[Point labeling dataset excerpts]
########
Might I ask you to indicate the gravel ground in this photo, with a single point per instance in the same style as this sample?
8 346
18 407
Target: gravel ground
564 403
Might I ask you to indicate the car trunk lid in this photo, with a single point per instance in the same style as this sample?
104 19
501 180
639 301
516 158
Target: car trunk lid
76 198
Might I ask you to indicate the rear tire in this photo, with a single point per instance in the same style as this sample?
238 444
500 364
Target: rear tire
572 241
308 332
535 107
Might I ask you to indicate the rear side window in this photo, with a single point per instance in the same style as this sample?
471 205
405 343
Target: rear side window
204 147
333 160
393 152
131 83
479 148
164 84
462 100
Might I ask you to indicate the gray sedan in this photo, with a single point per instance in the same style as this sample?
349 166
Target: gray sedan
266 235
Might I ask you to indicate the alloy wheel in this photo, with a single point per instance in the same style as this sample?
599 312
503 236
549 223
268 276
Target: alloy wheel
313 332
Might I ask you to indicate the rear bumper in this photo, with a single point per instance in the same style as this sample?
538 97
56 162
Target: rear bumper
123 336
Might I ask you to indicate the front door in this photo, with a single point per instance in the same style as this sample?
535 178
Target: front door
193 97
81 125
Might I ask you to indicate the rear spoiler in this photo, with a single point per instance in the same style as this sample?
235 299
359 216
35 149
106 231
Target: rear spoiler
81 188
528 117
########
◆ **STATED PROBLEM**: Write these rows out again, swapping each "Might I ask you to" for "Could you" and keeping everything else the same.

◆ **RESULT**:
Could you indicate the gravel ground in this photo, with a single point per instance in the same style as this sample?
8 346
18 407
Target: gravel ground
564 403
Could you indicate the car trunk lid in this photo, with a single point per instance in the same style as this sample?
104 19
501 180
639 301
516 158
Target: car trunk lid
76 198
Could you indicate the rear tire in this photo, with a single point per instance in the same style as this sample?
238 444
500 364
Target: rear tire
572 241
308 332
535 107
Could you indicate the rear side window in this photo, with a single point per instance in the same style as this sample?
471 205
405 343
Target: rear side window
204 147
333 160
393 152
131 83
479 148
164 84
462 100
Could you indicate the gray sedan in this photo, with a single point per instance in the same style as this sample?
349 166
Target: gray sedan
266 235
Could you indicate the alloy wheel in this photo, with a single point per instance in the same style as this sample?
599 312
503 236
549 223
268 276
Target: alloy wheel
313 332
Could you indicate the rear bumper in this photo, with a single point per instance in the same style as this sample?
538 97
56 162
Target: rear bumper
123 336
Could you indicate the front door in this photo, with a single point per instance in the same style as this sample?
535 178
Target: front door
193 97
81 125
Could you indicate the rear spoiler in this photo, with a single point per instance in the same style as this sample?
235 299
359 216
35 149
106 231
Target: rear spoiler
81 188
528 117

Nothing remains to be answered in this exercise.